* _WORK INSTRUCTIONS_
In the records starting at the beginning and ending with the line that contains "102 131 L 114", substitute "painted" for "wooden", and write out those lines with everything else unchanged.

[Segmentation labeling items]
========================================

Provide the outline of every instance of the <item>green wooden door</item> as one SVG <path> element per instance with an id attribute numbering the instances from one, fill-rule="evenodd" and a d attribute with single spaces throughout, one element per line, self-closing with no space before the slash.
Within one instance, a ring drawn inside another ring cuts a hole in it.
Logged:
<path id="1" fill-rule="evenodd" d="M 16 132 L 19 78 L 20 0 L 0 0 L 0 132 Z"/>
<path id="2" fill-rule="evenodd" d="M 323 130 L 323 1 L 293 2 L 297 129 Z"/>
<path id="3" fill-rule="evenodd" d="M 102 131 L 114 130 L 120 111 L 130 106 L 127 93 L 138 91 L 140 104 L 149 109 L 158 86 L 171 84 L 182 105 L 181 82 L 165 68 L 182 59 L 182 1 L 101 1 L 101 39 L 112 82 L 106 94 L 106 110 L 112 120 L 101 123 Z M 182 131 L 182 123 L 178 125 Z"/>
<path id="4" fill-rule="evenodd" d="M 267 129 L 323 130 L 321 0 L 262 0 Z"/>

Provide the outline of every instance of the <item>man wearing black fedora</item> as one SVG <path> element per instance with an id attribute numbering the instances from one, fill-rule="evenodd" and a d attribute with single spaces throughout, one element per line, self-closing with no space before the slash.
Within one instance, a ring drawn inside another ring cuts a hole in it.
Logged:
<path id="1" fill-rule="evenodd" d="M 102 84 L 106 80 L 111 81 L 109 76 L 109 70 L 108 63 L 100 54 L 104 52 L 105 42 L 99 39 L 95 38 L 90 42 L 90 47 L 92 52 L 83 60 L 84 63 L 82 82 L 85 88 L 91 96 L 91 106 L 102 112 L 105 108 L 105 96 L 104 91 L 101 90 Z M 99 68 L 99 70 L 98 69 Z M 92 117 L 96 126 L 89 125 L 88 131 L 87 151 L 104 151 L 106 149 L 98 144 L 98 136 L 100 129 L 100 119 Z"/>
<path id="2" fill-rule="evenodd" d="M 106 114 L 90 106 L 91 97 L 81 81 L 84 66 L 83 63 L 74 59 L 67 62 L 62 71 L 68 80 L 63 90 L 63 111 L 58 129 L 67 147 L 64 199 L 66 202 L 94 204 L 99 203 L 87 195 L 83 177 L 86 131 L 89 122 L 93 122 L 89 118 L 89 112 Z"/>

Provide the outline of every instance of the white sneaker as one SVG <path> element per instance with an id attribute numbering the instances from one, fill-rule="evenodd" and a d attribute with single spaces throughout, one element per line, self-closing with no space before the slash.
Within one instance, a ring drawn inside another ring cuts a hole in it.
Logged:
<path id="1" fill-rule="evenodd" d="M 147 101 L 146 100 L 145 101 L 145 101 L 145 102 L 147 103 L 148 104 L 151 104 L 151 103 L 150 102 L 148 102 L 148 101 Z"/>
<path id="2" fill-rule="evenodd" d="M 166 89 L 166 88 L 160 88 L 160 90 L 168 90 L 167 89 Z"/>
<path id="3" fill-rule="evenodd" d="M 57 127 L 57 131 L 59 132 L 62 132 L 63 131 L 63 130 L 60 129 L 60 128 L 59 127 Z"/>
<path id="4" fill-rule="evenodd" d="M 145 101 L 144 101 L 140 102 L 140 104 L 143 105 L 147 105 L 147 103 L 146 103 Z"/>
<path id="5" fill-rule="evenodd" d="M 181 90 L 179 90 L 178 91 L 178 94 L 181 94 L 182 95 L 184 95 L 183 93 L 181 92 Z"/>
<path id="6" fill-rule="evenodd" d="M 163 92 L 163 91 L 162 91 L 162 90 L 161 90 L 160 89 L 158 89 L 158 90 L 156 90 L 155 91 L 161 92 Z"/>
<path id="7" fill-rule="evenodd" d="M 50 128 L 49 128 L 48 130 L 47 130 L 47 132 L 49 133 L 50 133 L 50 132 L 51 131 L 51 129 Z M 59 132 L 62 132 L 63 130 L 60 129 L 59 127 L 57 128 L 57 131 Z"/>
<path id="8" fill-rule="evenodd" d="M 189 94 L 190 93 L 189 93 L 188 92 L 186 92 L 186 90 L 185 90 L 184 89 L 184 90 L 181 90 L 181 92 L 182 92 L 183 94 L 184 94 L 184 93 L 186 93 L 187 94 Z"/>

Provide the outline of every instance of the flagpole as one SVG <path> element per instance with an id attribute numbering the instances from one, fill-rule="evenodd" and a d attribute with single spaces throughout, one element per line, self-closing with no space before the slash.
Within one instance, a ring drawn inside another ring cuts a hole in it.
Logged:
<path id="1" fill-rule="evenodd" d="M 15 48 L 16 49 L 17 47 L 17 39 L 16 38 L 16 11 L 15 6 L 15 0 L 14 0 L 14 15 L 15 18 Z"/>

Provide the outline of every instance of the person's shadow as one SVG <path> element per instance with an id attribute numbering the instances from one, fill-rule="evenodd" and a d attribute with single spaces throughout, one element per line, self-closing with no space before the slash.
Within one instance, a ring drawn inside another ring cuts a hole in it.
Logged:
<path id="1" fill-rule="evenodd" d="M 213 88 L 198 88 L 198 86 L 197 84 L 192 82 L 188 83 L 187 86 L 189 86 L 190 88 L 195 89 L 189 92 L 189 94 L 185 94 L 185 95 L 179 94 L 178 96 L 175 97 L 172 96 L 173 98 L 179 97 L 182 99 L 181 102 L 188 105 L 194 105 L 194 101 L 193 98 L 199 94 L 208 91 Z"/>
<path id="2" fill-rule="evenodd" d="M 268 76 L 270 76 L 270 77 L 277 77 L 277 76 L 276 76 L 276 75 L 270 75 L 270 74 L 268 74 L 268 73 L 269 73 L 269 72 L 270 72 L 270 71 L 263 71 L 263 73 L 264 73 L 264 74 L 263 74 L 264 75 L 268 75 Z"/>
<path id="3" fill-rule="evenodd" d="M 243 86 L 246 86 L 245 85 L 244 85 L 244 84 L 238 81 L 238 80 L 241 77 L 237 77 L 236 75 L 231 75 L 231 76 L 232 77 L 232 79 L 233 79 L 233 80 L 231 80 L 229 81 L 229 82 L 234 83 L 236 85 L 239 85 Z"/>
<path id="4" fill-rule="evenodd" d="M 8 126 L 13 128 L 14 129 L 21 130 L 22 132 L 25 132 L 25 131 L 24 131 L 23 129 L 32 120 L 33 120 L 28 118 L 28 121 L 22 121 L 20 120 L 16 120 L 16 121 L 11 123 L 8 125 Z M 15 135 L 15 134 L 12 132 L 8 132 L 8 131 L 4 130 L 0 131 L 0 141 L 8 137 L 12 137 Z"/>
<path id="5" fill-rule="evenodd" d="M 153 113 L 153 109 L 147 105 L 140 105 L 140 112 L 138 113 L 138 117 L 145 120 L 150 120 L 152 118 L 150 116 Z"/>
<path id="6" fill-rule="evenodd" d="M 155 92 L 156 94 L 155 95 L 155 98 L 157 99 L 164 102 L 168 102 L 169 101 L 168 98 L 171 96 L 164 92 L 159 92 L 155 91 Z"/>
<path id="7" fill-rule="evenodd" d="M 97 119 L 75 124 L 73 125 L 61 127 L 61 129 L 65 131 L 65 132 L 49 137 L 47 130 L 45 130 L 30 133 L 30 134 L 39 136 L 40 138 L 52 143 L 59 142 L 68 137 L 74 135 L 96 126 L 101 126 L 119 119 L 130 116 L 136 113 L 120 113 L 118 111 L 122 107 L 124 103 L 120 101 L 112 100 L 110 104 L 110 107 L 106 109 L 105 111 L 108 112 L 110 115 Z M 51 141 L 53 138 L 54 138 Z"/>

========================================

* _WRITTEN ANSWER_
Provide the outline of every instance of the <item>green painted door</item> as one SVG <path> element per instance with an id attribute numbering the instances from one, fill-rule="evenodd" and a d attribute with single spaces throughout, one element per line, self-closing with no space before the slash.
Within one instance, a ring drawn inside another ring cuts a hole in it.
Logged:
<path id="1" fill-rule="evenodd" d="M 16 132 L 19 78 L 20 0 L 0 0 L 0 132 Z"/>
<path id="2" fill-rule="evenodd" d="M 323 130 L 323 1 L 293 2 L 297 129 Z"/>
<path id="3" fill-rule="evenodd" d="M 102 131 L 114 130 L 120 111 L 130 106 L 127 93 L 138 91 L 140 104 L 149 109 L 158 86 L 171 84 L 182 105 L 181 82 L 165 68 L 182 59 L 182 1 L 101 1 L 101 39 L 112 82 L 106 94 L 106 110 L 112 120 L 101 123 Z M 182 131 L 182 123 L 178 125 Z"/>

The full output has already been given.